Directions -> Render the listing below as a Markdown table with the columns Row and Line, starting at the line that contains "Spot the green leaf, then" and continuing through the end of the listing. Number the rows and omit blank lines.

Data section ->
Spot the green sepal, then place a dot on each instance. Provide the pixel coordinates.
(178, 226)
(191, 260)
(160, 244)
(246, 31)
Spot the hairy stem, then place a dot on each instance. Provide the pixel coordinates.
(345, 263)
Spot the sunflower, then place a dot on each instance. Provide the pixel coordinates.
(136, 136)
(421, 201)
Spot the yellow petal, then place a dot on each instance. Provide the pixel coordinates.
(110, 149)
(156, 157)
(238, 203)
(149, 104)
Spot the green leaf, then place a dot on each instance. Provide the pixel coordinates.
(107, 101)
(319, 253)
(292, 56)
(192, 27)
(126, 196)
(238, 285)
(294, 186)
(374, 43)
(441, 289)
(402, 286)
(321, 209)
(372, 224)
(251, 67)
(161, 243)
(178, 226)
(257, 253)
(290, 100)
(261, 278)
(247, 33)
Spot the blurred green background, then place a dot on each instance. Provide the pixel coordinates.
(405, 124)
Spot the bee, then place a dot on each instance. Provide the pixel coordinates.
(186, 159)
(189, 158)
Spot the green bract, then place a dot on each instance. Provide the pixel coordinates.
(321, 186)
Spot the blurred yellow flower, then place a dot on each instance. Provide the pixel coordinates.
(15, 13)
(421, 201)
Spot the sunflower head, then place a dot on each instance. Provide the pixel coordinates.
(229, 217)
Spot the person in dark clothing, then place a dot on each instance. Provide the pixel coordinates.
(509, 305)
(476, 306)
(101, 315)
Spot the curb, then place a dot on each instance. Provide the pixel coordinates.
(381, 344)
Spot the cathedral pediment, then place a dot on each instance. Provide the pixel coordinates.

Right answer ->
| Row | Line |
|---|---|
| 1 | Spot the green leaf, then place a dot on each instance. Provide the pixel coordinates. |
| 2 | (107, 101) |
| 3 | (319, 253) |
| 4 | (292, 56) |
| 5 | (192, 27) |
| 6 | (126, 196) |
| 7 | (238, 285) |
| 8 | (294, 186) |
| 9 | (374, 43) |
| 10 | (441, 289) |
| 11 | (402, 286) |
| 12 | (321, 209) |
| 13 | (372, 224) |
| 14 | (251, 67) |
| 15 | (161, 243) |
| 16 | (178, 226) |
| 17 | (257, 253) |
| 18 | (290, 100) |
| 19 | (261, 278) |
| 20 | (247, 33) |
| 21 | Spot the blurred green background, then place a dot on each instance. Provide the pixel coordinates. |
| 22 | (405, 124) |
| 23 | Spot the bee, then place a dot on each instance. Provide the pixel coordinates. |
| 24 | (186, 159) |
| 25 | (189, 158) |
| 26 | Spot the green bract, then place a dot on each instance. Provide the pixel coordinates. |
| 27 | (321, 186) |
| 28 | Spot the blurred yellow flower, then place a dot on each instance. Provide the pixel coordinates. |
| 29 | (15, 13) |
| 30 | (421, 201) |
| 31 | Spot the sunflower head, then place a dot on each instance. Provide the pixel coordinates. |
| 32 | (229, 217) |
| 33 | Spot the person in dark clothing, then place a dot on each instance. Provide the pixel coordinates. |
| 34 | (509, 305) |
| 35 | (476, 306) |
| 36 | (101, 315) |
| 37 | Spot the curb, then place a dot on each instance. Provide the pixel coordinates. |
| 38 | (381, 344) |
| 39 | Spot the cathedral pediment, then place a dot on each instance. Provide the pixel coordinates. |